- AUFGABE 1: Erläutern Sie in ein bis drei Sätzen, weshalb die Verhandlungen der beiden Delegationen laut der Rezension zu „Zwist der Raben“ zum Erliegen gekommen sind.
- AUFGABE 2: Führen Sie die Rezension zu „Zwist der Raben“ im Anschluss an ihren letzten Satz fort.

Rezension: Zwist der Raben

Vorbemerkung: Lange hat es nicht gedauert, bis der Postbote die erste DAS-Neuheit des Jahres eingeworfen hat. 2024 beginnt demzufolge mit einem neuen Heldenwerk-Abenteuer. Dabei handelt es sich um Zwist der Raben von Jan-Christopher Altenhoff und es setzt laut Klappentext den altbekannten Konflikt zwischen der Puniner und der Al´Anfaner Boronkirche in den Mittelpunkt. Hellhörig macht zudem der Schauplatz, das Kloster Mantrash´Mor, die aventurische Entsprechung von Mount Rushmore, wo dem gesamten Pantheon der Zwölfe besondere Verehrung entgegengebracht wird.

In Zahlen:

– Heldenwerk Nr. 52

– 15 Seiten

– erschienen am 24.1. 2024 (zusammen mit dem Aventurischen Boten 223)

I. Aufbau und Inhalt

Wie immer wird zunächst die Vorgeschichte des Abenteuers geschildert, die in diesem Fall besonders mit den beiden rivalisierenden Zweigen der Boronkirche zu tun hat. Konkret geht es darum, dass einer der vielen Konfliktpunkte beseitigt werden soll, nämlich die Frage, wie das Antlitz Borons im Zwölfgöttermonument ausgestaltet werden soll. Dazu haben haben beide Kirchen eine je dreiköpfige Delegation entsandt, um darüber zu verhandeln. Kurz vor dem Eintreffen der Heldengruppe sind diese aber aus von außen nicht erkennbaren Gründen zum Erliegen gekommen. Tatsächlich jedoch wurden den Gesandten Al´Anfas wichtige Dokumente entwendet, ohne die es unmöglich ist, mit den Gesprächen fortzufahren. Um die Hintergründe des Diebstahls diskret ermitteln zu können, werden die Spielercharaktere von der Borongeweihten Velvenya Morales mit der Wiederbeschaffung beauftragt, allerdings unter der Vorgabe, dass niemand davon erfährt (hierfür existiert auch eine regeltechnische Umsetzung mittels der festgestellt werden kann, ob jemand auf die Umtriebe der Heldengruppe aufmerksam wird und was das für Auswirkungen hat).

- AUSZÜGE DER DATENSÄTZE:
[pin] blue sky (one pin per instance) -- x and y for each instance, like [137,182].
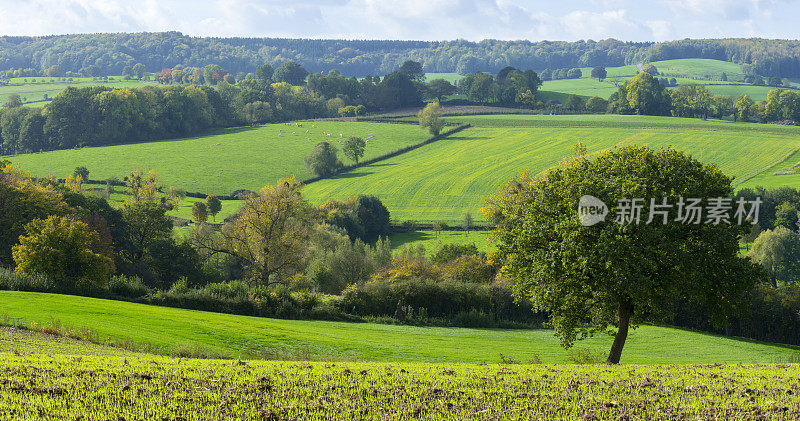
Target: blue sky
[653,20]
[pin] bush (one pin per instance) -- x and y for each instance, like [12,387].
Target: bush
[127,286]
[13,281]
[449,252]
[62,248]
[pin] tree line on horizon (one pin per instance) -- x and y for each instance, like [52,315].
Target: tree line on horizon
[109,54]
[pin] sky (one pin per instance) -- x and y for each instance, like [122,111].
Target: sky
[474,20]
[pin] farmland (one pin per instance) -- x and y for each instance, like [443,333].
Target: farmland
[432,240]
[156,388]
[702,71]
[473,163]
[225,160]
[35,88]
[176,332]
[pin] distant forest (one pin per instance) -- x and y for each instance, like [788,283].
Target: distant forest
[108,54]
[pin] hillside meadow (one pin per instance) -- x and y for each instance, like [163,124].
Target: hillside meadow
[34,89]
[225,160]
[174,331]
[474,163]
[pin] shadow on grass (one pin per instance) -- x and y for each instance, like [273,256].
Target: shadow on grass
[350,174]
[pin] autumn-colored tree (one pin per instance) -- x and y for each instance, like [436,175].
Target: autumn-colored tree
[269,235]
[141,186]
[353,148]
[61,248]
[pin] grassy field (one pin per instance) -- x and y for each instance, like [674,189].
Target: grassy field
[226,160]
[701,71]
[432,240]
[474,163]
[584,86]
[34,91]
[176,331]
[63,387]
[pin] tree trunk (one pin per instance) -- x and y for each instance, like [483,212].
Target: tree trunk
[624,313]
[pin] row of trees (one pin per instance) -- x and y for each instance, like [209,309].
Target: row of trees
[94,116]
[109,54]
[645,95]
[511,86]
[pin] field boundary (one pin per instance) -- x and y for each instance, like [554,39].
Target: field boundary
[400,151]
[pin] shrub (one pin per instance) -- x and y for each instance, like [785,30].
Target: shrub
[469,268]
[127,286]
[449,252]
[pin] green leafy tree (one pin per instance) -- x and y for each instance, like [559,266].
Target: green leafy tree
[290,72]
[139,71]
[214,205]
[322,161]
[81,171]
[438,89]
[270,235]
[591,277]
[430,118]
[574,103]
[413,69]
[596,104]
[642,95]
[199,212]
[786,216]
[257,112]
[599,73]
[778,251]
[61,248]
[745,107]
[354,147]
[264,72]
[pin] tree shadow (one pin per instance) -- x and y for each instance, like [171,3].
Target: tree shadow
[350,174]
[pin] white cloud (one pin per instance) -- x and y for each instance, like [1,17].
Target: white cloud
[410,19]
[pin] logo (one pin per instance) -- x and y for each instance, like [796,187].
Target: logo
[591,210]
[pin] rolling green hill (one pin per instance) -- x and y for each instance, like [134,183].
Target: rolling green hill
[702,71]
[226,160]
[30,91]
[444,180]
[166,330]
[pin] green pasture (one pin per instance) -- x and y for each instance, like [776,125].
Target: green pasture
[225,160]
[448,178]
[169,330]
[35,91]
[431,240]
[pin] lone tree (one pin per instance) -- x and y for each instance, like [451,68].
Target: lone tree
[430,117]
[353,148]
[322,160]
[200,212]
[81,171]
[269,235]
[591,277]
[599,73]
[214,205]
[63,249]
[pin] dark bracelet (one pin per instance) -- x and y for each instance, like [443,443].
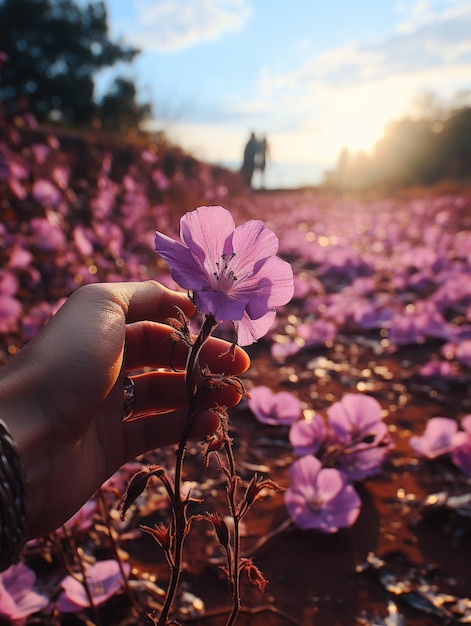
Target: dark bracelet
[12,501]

- SCHRIFTLICHE ANTWORT 1: Den Gesandten Al´Anfas wurden wichtige Dokumente entwendet. Ohne diese ist es unmöglich, die Gespräche über die Ausgestaltung von Borons Antlitz im Zwölfgöttermonument fortzusetzen.

- SCHRIFTLICHE ANTWORT 2:
Zur Ausgestaltung der Ermittlungen sind eine Karte des Klosters vorhanden sowie grobe Beschreibungen der Räumlichkeiten. Ebenso finden sich einige Personenbeschreibungen, v.a. der beiden Gesandtschaften, aber auch diejenigen einiger Bewohner des Klosters, wobei auch viele Informationen zum betreibenden Bund des wahren Glaubens hinzugefügt wurden. Die eingeforderte Diskretion wird u.a. dadurch erschwert, dass die Praiosgeweihte Soleria Aurealis, die als Vermittlerin im titelgebenden Zwist auftreten soll, sehr argwöhnisch alle Begleitumstände betrachtet und ggf. nicht gewillt ist, einen Diebstahl unter den Tisch zu kehren.

Konkret werden verschiedene Spuren ausgestaltet, denen man nachgehen kann, wobei es sich sowohl um falsche Fährten handelt als auch um solche, die zu des Rätsels Lösung führen können. Dabei ist der Weg allerdings nicht ganz gradlinig, da natürlich nicht immer sofort die Wahrheit zutage kommt, außerdem haben sich weitere Verwicklungen ergeben, die die ursprünglichen Ereignisse weiter verkompliziert haben.

Generell gilt, dass in diesem Abenteuer handfeste Fähigkeiten, also vor allem der Kampf, nicht gefragt sind, sondern es eher um Kombinationsfähigkeit (inklusive Rätseln) und diplomatisches Talent geht, allein der ehrwürdige Ort verbietet es quasi, mit der blanken Klinge vorzugehen.

II. Figuren

Wichtig für die Handlung sind vor allem die beiden Delegationen, die aus jeweils drei Geweihten bestehen, jeweils unter Führung der Erzgeweihten Marbold Ernbrecht (Punin) bzw. Corvo Bonareth (Al´Anfa). Dabei ragt Velvenya Morales als Auftraggeberin heraus, die auch die einzige direkte Ansprechpartnerin ist, da ja nicht auszuschließen ist, dass die Sabotage der Verhandlungen aus den Reihen der Gesandten selbst vorgenommen wurde. Eine Antagonistin der besonderen Art ist Soleria Aurealis, da sie erkennbar nicht die Täterin ist, allerdings unbedingt verhindert werden soll, dass sie die wahren Hintergründe erfährt und folgend öffentlich macht. Zusätzlich ist Mantrash`Mor ein belebter Ort, so dass Kurzbeschreibungen vieler weiterer Figuren existieren, die z.B. als Hinweisgeber oder Zeugen fungieren können.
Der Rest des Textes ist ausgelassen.